The crux of the argument being made by the Students For Fair Admissions (SFFA) group was that the affirmative action policies discriminated against minority Asian – American students when race was being used as a factor for admission. They argue that this discrimination results in many qualified Asian – American students being rejected from Harvard solely because of their race. Their reasoning starts with the premise that many Asian – Americans are qualified and get accepted in great numbers. They then assert that colleges who have already accepted a large number of Asian – American students conclude that there are already “enough” Asian – American students. So,  those Asian – American students who did not get accepted must score significantly better to overtake a white student for a spot in the enrolling class. As a result, their convoluted and weak argument states that these Asian – American students are being harmed because the use of race for other minorities has diminished their chances to earn a spot at the college.

************

▸ **Given exercise 1**
Write out the first word of every sentence in the passage on the SFFA admissions argument, in order.

************

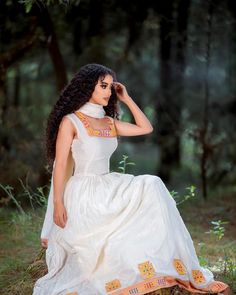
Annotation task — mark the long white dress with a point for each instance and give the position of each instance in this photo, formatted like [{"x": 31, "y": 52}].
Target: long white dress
[{"x": 124, "y": 234}]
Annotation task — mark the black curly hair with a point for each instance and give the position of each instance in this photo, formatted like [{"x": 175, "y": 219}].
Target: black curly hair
[{"x": 76, "y": 93}]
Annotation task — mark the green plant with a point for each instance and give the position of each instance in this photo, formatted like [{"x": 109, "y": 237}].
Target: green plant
[
  {"x": 124, "y": 163},
  {"x": 218, "y": 229},
  {"x": 190, "y": 194}
]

************

▸ **Given exercise 2**
Give the lines of the records as a JSON list of strings, one string per line and blank lines left out, starting at the line that contains "Annotation task — mark the green" and ending at the last line of the records, both included.

▸ **Exercise output 1**
The, They, Their, They, So, As

▸ **Exercise output 2**
[
  "Annotation task — mark the green plant with a point for each instance and give the position of each instance in this photo, formatted like [{\"x\": 109, \"y\": 237}].",
  "Target: green plant",
  "[",
  "  {\"x\": 124, \"y\": 163},",
  "  {\"x\": 218, \"y\": 229},",
  "  {\"x\": 190, \"y\": 194}",
  "]"
]